DIRECTIONS:
1. List every clock time of day mentioned in the interview on school hours, in the wording the interview uses.
2. Pick up the interview on school hours after its final sentence and write what comes next.
─── SUPPLIED PASSAGE
I was a bit worried on the very first day we started because it was about 7:30am and I didn't see any children in the playground, 7:40am didn't see any children on the playground and then suddenly they all walked in the gate about five to eight and I thought yes we are right on now.
You are half a decade on how do you view the experiment now?
Many of our teachers won't look back because we have got a lot more time to program, plan, to meet up at 1:15pm because many of our children go home for lunch now and we have reclaimed a bit of wellbeing time back for our teachers, at the same time we are not dealing or spending all our time dealing with playground issues.
Did many other schools follow this example?
Not that I am aware of but I did help Moree East Public School change their times to eight o'clock but if I remember right they have shifted it back to 8:30am because again it is all about their local context not about my context.
If we also go to Merrylands East what are we going to see there that is different to other schools? No bells and no timetable?
We took out the bells because we didn't want our parents to be stressed, I learnt that from an independent school that it could happen but at the same time we have been changing our learning spaces for quite a long while. Back in 2012 we were working with a tech company and a tech company invited us to a whole lot of other industries and as we walked around industries we saw there was a big mismatch about how we were running our school and what our school looked like compared to how people were going to work in the present but also in the future and it was none of this set furniture, everyone was walking around collaborating and there was no bells to regulate their work hours and people were working in teams, they were working collaboratively, problem-solving and we looked at what we were doing and there was a massive mismatch so we had to change our learning spaces and start knocking down walls and opening up spaces and working in terms of team teaching, trying to picture what that would look like and also trying to start personalising a bit of the learning as it is not one size fits all.
How do you judge now the success of that initiative? How do you know that those experiments to modernise the school learning environment, to have a more individual approach is reaping benefits in terms of the learning outcomes of the children in your care?
Very early on in the first year, we changed the school hours we conducted research with Dr Linda Graham who was at Macquarie University at the time and then moved to Queensland. She conducted a study talking to students and parents and found that our engagement was a lot high especially boys in Year 5 and 6. In fact, she did a survey and found that 60% of our students, of the surveyed students, indicate that they came to school because of the learning programs not because of socialisation. In fact, 10% of our students said they came to school because of the principal and teachers and I was really embarrassed and then someone pointed out: "that is teacher and principal - your effect size might be zero." But it was the learning that really captured the students. It was also the fact of letting students follow their passion and we could start seeing that students with non-English speaking background had a lot more skills than we had known. They may not have the English skills but they were able to design websites or make videos or code up - it was all about access to technology and skills. Then over the years, we have framed a learning framework around some of their strengths.
──────
─── INFORMATION SHOWN
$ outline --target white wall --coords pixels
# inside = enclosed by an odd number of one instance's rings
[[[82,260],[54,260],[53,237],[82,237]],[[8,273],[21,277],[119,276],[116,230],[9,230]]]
──────
ANSWERS:
1. 7:30am, 7:40am, five to eight, 1:15pm, eight o'clock, 8:30am

2.
A strong project-based learning commitment at the school?
More so in the upper primary because we have never lost focus on the literacy and numeracy but the project and big projects linking up with industry, partnering up with industry has been really important to us because we take our children out to industry and they see what the workplace is like and then they have a real understanding of why we are doing the things that we are doing.
One of the new things that the new Gonski report talks about is an increased involvement of industry and business in schools and I think when most people read that they would think that is to do with high schools, vocational ed, school to work transition. You are taking primary school students to places like Atlassian. What do you see as a consequence of that engagement, really for ten-year-olds and eleven-year-olds, at your school?
What we do is we frame up a learning program for our children because it is easy to take children to the Museum of Contemporary Arts or Atlassian or somewhere else, so what we encourage our students to do is we put out job ads and our children have to apply and write their CV and we have to teach them the writing skills through that and then we know that they are going to get an interview so we train the children in interview techniques, so we are doing a lot of learning but we are not formalising that 'this is English'. It is all consumed into project-based learning and when the children end up at these organisations they see how people work and they see that this place isn't out of access to them and this is a place that they could be in the future, this is not a foreign place to them. Many of our children have never been to the Museum of Contemporary Art and their parents as well they see the Museum of Contemporary Art for example as that is a place for other people but not for us. So now they start accessing these places and they discover all the learnings that could take place but also they learn a lot about the visual arts or coding or technology while they are there.
One of the interesting things looking at you John it strikes me that you are one of those principals who gets out there and does things, probably more inclined to ask for forgiveness not permission from the system, you are strong-minded on the school you want to run and the things that you want to do and you are not going to leave many questions unasked by that. Do you feel constrained by the system and what else would you like to be able to do that perhaps being part of the biggest education system in the country doesn't allow you to do?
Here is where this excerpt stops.